→ What you are asked to do: In the post about food and high cholesterol, list everyone besides the writer who said that what the writer ate caused the high cholesterol.

→ Passage for review:
----------

31/10/2023
with .repost
・・・
Real talk: I still haven’t healed my relationship with food, and I’m not sure I’ll ever be able to.
For so long, I blamed my food. What I ate was the reason my cholesterol was so high. I told myself that. Doctors told me that. Pharmacists told me that. Friends told me that. People in my TikTok comments *still* tell me that.
And when I was extremely restrictive in what I ate, my cholesterol was at the low end of high. And that was such positive feedback for me. My hard work was paying off! I was medicine free! And my cholesterol was only a little bit high. I was like a normal person with high cholesterol!!!
Except I didn’t eat like a normal person. I ate like a bird.
Those eating habits had other negative effects on my well-being. My hormones were not firing like they should have been. But I didn’t care, because for once I felt like I wasn’t *completely* broken.
I’d chew & spit muffins if I wanted a taste. I’d allow myself one chocolate covered almond per day. I’d judge people if they put butter on their bread. Tbh, I’d judge them for eating bread to begin with.
Somewhere along the way, I got the diagnosis. I surrendered to medicine. I started eating fat again.
And at this point in my life, I eat like I’m healed. But mentally I’m not. I eat 80% heart healthy and 20% for my soul. And it’s all delicious; especially my “soul health” meals. I love eating food that tastes good. But mentally, with every bite of food in that “soul health” category, I silently shutter about the damage it will do to my arteries. But I keep doing it, because maybe, just maybe every bite will get me one step closer to a healthy relationship with food.

----------

→ Data under study:
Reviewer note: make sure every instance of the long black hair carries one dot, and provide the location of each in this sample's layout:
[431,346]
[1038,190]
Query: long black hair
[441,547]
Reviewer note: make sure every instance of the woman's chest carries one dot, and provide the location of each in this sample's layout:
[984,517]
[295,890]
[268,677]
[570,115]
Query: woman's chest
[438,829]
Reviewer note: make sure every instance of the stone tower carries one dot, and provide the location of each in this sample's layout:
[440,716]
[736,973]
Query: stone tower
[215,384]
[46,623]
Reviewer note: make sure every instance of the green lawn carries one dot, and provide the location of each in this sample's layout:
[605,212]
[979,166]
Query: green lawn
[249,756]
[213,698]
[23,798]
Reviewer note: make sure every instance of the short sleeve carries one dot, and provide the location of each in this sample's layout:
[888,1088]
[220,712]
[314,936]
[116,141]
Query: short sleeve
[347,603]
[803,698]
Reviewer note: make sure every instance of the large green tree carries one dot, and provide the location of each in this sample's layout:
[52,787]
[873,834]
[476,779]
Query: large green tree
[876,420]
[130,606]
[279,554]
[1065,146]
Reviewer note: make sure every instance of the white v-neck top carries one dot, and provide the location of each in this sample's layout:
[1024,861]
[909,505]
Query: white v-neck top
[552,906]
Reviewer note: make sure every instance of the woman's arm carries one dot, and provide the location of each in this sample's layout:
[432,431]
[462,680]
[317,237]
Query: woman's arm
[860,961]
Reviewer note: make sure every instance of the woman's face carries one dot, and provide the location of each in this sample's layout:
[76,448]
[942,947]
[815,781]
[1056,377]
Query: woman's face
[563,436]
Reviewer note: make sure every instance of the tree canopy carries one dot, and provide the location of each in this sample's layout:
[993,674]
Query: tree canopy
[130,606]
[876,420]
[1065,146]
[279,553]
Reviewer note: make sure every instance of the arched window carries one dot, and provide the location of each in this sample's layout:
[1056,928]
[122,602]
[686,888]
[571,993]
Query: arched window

----------

→ Exercise result: Doctors, pharmacists, friends, and people in the writer's TikTok comments